Selected excerpt:

Wednesday, September 25, 2013

Oi! Como vai! I'm almost halfway through my stay at the MTC (tomorrow will be the halfway point). Time has crawled and flown at the same time!! This week has been pretty standard. We did our first TRC (Teaching Resource Center) this week. That's where missionaries are able to talk with member volunteers. It's way more relaxed than the "pescisadores" (investigators). Speaking of investigators, we upgraded from one to two!!! That's right! Now Elder Hinckley and I are teaching 2 different "investigators". Their "names" are Bernac and Tomas. Bernac is a budhist who believes in communication with spirits via meditation as well as reincarnation, so those lessons to say the least. Tomas is a hard working family man, who was raised catholic, but has turned away from organized religion because of the lack of continuity among christian interpretations of the bible. Our language and teaching skills continue to improve, but I for one have a looooong way to go! 
Last Wednesday, out zone got a new district of 13 elders (now 12, but that story is coming up). 

Gotta go check the laundry, I'll finish and send the rest of the e-mail later!!!

Alright back to business
(add on from last sentence)
...It is pretty cool because all of them are Portuguese speaking, but none of them are going to Brazil. Instead they are going to Portugal, Mozambique, Cape Verde and Canada! One of the elders is Italian and he is super cool. The new district is on our floor of the residence hall, so it's like having new neighbors. It's also nice not to be the "baby" district anymore. In fact, my companion and I are at the point where, when we do street contacting practice to the new elders and sisters, we're able to see that they have the same kind of awe to us as we did to "experienced" missionaries in our first week. It's so funny. They think we actually know what we're saying. Jokes on them though, because I'm pretty sure my Portuguese grammar are less than that of a Brazilian kindergartner. Ah well, we're all still learning. Back to the new district story. There was one elder in the new district who was just seemed really homesick. His family lives 10 blocks away here in Provo, and I than must've been really hard. Anyway, he arranged to go home yesterday morning. BUT, instead of waiting for the morning he just up and left in the middle of the night. Literally just walked out and walked home. He left his bags and everything! Anyway, his companion woke up in the morning and had no idea what happened, so that was a little bit crazy. 
That was the biggest event of the week. Other than that, nothing super exiting has happened. I "played" piano for my zone's sacrament meeting, but they were all hymns that I am not good at playing so it was fairly embarrassing. As for district leader duties, the biggest most important one is to pick up the mail for my district twice a day :) Other than that, I just lead district meetings, and report on my district's progress to the branch president. 
Now to talk about lessons learned. It seems every week or even every day, a different aspect of the gospel is emphasized. You learn something new and powerful just about every day. These past couple of days, I have been taught about o Livro de Mormon. For the first time in my life, I am truly loving my study of the Book of Mormon. Previous to my mission I had a hard time studying the Book of Mormon for more that 15 mins at a time. Not anymore. This week during my personal study, I read the Book of Mormon (in English and Portuguese) for an hour straight, and after the hour was over I didn't want to put it down. I felt like I had to tear myself away! I was learning so much, and feeling the spirit so strongly! The very next day in class, we talked about the importance of the Book of Mormon as a tool in conversion for our investigators. The spirit was so, so strong as we all shared our own testimonies of the Book of Mormon. It helped me realize of the very real power that is in the message of the Book of Mormon. If we, as missionaries, can do nothing else but get that book into the hearts and minds of our investigators, it will be enough. So if you haven't had opportunities to really study the Book of Mormon lately, I encourage you to do so. Just sit yourself down. Open it up. Say a prayer, and enjoy! You won't regret it!

Tasks to perform:
A – According to the missionary letter, where are the elders of the new district going instead of Brazil?
B – Write the next part of the missionary letter, picking up after its final sentence.

Pointing records
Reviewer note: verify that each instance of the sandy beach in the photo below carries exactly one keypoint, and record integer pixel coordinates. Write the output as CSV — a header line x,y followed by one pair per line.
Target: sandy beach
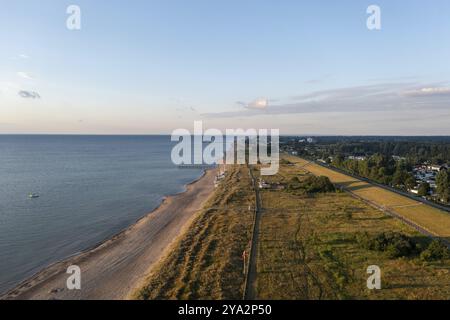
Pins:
x,y
115,268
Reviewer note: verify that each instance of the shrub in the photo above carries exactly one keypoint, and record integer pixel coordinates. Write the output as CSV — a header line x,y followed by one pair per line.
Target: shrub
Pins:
x,y
437,250
394,244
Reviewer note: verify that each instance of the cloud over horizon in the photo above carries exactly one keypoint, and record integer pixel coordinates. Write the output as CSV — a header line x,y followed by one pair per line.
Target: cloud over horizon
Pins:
x,y
29,94
369,98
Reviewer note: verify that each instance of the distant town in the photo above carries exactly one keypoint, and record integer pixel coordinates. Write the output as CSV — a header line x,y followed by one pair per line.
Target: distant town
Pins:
x,y
417,165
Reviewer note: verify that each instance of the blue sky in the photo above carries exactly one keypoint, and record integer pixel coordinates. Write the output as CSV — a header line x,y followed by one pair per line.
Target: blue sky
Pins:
x,y
154,66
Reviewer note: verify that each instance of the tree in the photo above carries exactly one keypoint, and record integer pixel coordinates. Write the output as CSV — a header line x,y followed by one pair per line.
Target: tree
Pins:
x,y
443,185
410,182
424,189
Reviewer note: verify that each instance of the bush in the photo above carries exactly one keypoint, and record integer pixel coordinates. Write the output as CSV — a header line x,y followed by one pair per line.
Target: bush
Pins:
x,y
437,250
394,244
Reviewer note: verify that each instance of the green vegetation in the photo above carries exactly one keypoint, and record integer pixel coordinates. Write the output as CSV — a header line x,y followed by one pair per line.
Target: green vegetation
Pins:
x,y
393,243
312,184
443,185
314,243
206,262
424,189
436,251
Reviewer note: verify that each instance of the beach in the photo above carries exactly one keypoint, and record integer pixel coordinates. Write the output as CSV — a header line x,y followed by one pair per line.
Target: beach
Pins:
x,y
116,268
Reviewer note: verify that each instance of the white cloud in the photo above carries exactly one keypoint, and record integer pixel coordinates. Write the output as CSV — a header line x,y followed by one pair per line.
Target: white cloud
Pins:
x,y
29,94
24,75
428,91
370,98
258,104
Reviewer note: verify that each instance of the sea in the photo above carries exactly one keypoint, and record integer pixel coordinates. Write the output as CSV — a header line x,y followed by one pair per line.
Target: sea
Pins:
x,y
89,188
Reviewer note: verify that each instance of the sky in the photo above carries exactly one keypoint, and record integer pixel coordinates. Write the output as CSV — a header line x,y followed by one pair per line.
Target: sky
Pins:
x,y
150,67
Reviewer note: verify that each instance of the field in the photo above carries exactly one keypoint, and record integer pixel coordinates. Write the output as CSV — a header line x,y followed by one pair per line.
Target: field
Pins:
x,y
435,221
308,250
308,246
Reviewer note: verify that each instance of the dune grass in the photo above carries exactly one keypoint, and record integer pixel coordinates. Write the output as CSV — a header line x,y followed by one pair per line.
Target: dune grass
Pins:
x,y
207,261
308,250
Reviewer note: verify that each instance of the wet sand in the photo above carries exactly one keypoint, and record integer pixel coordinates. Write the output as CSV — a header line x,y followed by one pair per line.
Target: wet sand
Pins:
x,y
116,268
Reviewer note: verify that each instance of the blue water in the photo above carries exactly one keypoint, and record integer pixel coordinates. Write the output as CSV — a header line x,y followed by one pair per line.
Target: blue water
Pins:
x,y
90,187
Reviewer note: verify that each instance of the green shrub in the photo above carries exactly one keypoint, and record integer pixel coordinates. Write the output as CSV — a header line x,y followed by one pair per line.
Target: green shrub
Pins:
x,y
394,244
437,250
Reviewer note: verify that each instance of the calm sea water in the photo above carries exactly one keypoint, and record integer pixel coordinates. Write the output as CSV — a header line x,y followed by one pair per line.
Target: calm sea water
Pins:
x,y
90,187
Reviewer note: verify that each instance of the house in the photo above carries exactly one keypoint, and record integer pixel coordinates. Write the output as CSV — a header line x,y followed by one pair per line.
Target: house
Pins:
x,y
263,185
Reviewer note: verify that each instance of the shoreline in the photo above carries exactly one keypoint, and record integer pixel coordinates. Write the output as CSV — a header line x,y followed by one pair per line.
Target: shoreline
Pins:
x,y
49,282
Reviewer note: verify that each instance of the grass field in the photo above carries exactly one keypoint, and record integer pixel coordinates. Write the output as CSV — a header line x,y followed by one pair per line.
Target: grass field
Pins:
x,y
307,247
429,218
206,262
307,250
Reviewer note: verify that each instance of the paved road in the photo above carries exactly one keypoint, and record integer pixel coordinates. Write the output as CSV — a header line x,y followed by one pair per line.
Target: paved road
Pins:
x,y
400,192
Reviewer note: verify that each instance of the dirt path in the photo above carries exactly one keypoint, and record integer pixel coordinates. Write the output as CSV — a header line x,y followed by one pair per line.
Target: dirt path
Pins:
x,y
117,267
250,288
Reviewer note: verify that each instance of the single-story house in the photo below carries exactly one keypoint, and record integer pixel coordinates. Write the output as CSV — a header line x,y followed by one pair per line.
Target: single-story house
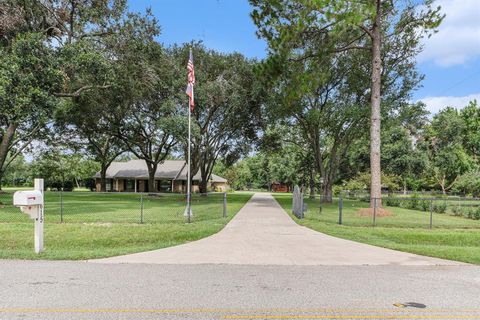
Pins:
x,y
171,176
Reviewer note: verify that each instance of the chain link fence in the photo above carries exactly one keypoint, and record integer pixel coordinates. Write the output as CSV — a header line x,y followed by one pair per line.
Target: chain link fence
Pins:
x,y
90,207
395,211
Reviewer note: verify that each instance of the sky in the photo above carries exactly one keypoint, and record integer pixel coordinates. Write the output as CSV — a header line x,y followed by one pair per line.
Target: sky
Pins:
x,y
450,60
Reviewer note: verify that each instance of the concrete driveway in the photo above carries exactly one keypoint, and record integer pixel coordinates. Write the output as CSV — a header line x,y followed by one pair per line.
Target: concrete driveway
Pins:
x,y
262,233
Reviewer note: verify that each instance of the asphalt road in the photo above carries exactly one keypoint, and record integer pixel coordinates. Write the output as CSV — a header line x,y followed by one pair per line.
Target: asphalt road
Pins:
x,y
79,290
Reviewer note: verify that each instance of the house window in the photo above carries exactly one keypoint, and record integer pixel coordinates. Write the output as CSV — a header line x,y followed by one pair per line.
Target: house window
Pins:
x,y
130,185
165,186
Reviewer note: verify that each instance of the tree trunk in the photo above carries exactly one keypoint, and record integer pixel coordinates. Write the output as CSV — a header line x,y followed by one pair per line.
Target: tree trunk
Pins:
x,y
1,178
4,147
203,186
375,169
327,192
312,185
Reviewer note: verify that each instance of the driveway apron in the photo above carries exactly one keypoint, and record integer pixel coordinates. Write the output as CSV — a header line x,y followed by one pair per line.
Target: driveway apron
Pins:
x,y
262,233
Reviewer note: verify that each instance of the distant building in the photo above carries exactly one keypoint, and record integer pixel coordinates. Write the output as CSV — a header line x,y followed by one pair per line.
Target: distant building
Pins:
x,y
171,176
279,187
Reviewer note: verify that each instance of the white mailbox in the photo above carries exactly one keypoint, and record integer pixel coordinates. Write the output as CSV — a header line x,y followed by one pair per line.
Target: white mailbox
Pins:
x,y
29,202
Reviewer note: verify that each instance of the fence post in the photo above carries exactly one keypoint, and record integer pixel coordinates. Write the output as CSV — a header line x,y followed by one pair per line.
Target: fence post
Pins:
x,y
431,214
340,210
224,204
61,205
141,207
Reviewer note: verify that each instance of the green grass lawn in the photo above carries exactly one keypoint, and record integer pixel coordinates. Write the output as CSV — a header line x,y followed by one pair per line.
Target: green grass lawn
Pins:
x,y
451,237
102,225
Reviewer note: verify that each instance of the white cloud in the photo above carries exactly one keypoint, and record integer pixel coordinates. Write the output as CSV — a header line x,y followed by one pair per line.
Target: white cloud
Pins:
x,y
458,39
435,104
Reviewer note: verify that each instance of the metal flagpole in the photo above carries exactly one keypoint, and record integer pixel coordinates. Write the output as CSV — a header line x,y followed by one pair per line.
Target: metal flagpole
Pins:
x,y
189,210
191,82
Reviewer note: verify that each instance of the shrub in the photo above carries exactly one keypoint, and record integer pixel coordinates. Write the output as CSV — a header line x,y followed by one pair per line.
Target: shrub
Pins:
x,y
425,205
413,203
459,211
391,201
68,186
440,207
476,214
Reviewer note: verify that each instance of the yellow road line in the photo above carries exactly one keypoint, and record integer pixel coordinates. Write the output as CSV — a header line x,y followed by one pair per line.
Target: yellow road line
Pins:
x,y
410,316
220,310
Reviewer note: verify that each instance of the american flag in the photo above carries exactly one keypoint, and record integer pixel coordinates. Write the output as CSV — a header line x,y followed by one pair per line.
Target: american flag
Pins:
x,y
191,81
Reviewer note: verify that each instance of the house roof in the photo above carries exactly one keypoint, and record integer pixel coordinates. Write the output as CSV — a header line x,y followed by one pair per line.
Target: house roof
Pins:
x,y
137,169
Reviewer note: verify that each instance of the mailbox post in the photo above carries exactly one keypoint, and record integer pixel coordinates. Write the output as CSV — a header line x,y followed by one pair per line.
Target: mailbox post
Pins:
x,y
31,202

Responses for each task:
A – They are going to Portugal, Mozambique, Cape Verde and Canada.

B –
love, Elder Johnson

Tuesday, September 17, 2013

Week two of the MTC here I come!!! I love this place! A lot of people here get stir crazy, and can't wait to get out, but I haven't felt that yet. There's still so much for me to learn!!! It is incredible how fast you are able to pick things up here. In just this short amount of time I'm as comfortable (if not more so) with Portuguese than I was with Spanish after 3 years of school classes. Isn't that AWESOME! Portuguese is actually such a fun, chill (suave) language. There are so many catchy little phrases. It's funny, now in regular conversation I'll respond to questions with "sim" or "ta bom" or some other Portuguese quip. For those who wonder, let me give you a quick rundown of what life is like here.
Our district wakes up at 6:00 and has breakfast at 6:30, then, throughout the day we have 6 hours of class time, 1 hour of language study, 2 hours of personal/companionship study, and 1 hour of gym with lunch and dinner in between. The entire day is packed to the max! It is helpful for people like me who aren't necessarily the most self-driven individuals. Also, part of our class time is dedicated to the teaching of "investigators" ( teachers posing as non church members) IN PORTUGUESE. Yeah that's right teaching in Portuguese! The first lesson ( over a week ago) was super tough and really stressful. I couldn't understand hardly a thing our "investigator", Antonio, was saying, let alone respond. However, the lessons gradually got better and better as our (me and my companion) had a better grasp of the language. We taught Antonio his fifth and last lesson last Friday, and we "committed him to baptism" (but not really because he was just a teacher playing the part). Regardless, it was a super cool, and really beneficial experience. This week we're getting 2, yes 2 new "investigators" to teach!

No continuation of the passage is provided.